# Eurycantha calcarata – New Guinea Spiny Devil Stick Insect – Care Sheet



## aliceemerald1107 (Dec 30, 2011)

Hi, im new - i noticed that it was really hard to find a care sheet for these stick insects and i struggled with my baby Lucy at first and had to trawl for hours and pretty much make it up as i went along.
Her eggs hatched over the last few days and im selling them, so i made a care sheet based on my experiences - some may not agree with me but i thought i could post it here for people to look at.
At least its longer than some of the ones that i found on the internet over the past year 
Let me know what you all think - but be nice im new 


Information

•	Grow to around 6-7 inches for a full grown female but it varies – males are smaller
•	They do not bite, fly, or anything else - they walk, eat and sleep, not much else – perfect for kids 
•	Females have a large stick like ovipositor on their back end, males do not have this (they have a stumpy tail end instead), males have large spines on their hind-legs (up to an inch in adults) females only have small spines – males spurs are used as fishing hooks in native New Guinea
•	Females can reproduce on their own asexually as well as sexually 
•	Keep in pairs of male/female or female/female – males will fight – or in groups, make sure there are more females to males, a ratio of 2 females to 1 males is good - they do get lonely on their own
•	KEEP AWAY FROM ALL OTHER ANIMALS ESPECIALLY CATS/DOGS – they are mostly considered a nice little snack to most other animals
•	You CANNOT feed these to reptiles/spiders etc due to the food they eat, it concentrates the toxins in them and makes the predator poorly (plus they don’t taste nice apparently)

##############################

WHAT NEEDS TO BE DONE:
Copy the care sheet word for word, from "# Eurycantha calcarata" up to and including "i went along.".

##############################

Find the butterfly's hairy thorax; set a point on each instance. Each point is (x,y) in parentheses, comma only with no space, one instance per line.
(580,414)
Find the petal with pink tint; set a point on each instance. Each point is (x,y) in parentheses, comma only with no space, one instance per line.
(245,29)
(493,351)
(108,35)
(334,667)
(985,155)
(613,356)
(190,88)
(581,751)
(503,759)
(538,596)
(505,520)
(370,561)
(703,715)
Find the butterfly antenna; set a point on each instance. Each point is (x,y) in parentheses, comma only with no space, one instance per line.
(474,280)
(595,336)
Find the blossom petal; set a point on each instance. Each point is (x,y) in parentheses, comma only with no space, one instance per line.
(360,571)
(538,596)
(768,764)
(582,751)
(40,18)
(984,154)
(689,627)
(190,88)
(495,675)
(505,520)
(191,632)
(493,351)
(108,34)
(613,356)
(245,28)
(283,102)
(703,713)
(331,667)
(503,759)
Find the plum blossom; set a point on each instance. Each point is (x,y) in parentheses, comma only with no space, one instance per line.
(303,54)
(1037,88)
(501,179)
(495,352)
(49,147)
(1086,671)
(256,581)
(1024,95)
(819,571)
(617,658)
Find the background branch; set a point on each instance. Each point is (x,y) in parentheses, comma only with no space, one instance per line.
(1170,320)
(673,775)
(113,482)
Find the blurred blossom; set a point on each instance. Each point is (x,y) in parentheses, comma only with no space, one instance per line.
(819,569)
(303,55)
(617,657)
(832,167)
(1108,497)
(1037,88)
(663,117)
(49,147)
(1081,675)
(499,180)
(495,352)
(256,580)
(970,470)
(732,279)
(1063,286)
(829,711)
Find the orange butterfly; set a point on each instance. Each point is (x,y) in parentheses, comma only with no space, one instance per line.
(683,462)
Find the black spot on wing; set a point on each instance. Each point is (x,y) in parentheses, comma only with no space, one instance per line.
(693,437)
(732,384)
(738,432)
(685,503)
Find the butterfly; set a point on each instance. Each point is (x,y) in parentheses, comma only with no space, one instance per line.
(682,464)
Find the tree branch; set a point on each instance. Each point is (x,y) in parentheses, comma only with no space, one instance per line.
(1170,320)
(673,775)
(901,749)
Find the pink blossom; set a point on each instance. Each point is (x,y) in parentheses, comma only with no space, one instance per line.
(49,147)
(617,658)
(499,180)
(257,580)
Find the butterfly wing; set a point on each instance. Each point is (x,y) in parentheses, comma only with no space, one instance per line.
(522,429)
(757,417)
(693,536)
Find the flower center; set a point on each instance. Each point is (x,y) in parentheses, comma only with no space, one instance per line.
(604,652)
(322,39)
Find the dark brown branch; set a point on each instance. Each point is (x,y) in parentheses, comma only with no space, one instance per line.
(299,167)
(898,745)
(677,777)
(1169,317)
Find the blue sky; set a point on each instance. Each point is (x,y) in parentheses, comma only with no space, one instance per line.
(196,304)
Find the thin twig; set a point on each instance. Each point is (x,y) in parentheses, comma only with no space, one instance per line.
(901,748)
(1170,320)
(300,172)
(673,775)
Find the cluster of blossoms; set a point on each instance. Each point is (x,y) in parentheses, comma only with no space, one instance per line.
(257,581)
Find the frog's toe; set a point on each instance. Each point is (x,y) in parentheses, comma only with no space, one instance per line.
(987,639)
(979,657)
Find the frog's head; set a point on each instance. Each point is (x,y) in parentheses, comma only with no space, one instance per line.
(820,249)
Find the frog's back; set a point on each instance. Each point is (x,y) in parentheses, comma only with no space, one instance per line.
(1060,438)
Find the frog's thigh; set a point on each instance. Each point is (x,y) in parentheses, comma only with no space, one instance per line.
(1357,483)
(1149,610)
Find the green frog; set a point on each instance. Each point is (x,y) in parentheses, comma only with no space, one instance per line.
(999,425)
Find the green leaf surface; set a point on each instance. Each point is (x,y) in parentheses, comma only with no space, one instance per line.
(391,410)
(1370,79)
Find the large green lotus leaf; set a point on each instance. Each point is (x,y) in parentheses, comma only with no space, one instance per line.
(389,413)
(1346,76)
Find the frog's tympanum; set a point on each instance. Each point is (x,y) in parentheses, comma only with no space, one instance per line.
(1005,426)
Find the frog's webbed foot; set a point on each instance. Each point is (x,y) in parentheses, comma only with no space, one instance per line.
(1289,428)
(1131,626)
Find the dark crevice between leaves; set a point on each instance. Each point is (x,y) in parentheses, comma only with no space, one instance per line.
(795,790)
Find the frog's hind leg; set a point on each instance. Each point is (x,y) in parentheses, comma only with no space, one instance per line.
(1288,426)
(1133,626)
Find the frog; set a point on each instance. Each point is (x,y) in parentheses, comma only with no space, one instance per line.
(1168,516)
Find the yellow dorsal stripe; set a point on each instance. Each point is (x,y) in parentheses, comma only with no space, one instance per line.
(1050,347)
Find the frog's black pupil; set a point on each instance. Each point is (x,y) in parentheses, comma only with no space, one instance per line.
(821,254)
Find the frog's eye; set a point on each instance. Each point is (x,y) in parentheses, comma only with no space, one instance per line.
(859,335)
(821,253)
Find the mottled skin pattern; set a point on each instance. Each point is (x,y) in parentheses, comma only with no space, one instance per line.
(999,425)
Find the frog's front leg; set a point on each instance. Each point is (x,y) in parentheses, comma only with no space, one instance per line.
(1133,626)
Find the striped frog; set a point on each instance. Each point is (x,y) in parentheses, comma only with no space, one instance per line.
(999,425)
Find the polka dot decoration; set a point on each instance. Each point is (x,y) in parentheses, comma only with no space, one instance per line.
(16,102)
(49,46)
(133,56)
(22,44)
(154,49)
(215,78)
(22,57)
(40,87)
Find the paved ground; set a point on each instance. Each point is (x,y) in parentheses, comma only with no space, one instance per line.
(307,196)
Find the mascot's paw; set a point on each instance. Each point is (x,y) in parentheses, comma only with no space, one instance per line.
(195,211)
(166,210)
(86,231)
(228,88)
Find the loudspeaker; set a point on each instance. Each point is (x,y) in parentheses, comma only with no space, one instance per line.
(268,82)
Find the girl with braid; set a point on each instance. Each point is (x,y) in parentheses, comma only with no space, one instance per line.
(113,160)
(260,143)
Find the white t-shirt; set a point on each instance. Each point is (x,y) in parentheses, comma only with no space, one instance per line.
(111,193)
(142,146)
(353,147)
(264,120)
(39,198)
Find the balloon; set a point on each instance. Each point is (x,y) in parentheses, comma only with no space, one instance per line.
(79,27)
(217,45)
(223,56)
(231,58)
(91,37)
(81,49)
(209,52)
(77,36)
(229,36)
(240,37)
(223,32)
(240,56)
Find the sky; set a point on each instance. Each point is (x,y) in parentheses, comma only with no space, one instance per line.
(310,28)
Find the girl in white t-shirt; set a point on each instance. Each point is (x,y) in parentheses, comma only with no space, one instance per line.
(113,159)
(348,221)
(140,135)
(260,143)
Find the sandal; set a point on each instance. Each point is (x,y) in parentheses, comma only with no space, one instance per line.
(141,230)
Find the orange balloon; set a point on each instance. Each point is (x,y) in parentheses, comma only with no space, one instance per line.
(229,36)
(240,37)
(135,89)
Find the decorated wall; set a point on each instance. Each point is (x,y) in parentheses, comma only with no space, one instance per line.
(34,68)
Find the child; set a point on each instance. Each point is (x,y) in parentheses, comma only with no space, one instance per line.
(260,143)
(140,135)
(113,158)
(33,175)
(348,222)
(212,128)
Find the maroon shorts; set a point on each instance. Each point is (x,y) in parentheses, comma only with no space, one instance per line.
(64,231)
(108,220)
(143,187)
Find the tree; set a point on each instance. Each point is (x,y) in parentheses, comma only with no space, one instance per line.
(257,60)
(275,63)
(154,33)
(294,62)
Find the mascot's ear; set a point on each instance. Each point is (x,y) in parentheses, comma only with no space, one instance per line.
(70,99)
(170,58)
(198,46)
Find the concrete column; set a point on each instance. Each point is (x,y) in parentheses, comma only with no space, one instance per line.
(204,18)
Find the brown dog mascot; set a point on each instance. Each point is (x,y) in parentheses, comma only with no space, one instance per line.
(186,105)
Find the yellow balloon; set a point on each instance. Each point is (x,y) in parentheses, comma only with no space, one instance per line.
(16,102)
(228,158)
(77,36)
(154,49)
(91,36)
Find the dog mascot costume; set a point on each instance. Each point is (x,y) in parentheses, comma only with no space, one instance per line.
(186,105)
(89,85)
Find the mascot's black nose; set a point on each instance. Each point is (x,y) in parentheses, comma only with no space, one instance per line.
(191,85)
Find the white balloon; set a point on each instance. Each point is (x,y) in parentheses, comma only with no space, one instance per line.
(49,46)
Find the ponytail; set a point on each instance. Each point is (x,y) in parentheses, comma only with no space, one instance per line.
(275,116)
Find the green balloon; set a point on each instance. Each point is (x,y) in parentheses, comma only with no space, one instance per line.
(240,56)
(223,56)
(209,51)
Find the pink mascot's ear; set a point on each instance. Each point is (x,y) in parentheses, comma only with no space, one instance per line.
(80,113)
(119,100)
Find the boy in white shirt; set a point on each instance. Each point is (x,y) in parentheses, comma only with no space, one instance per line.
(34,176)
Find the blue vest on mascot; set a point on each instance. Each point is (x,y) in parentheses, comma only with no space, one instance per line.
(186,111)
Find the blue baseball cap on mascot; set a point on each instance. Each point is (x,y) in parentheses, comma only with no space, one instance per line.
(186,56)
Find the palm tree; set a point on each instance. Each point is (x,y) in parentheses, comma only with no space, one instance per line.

##############################

ANSWER:
# Eurycantha calcarata – New Guinea Spiny Devil Stick Insect – Care Sheet



## aliceemerald1107 (Dec 30, 2011)

Hi, im new - i noticed that it was really hard to find a care sheet for these stick insects and i struggled with my baby Lucy at first and had to trawl for hours and pretty much make it up as i went along.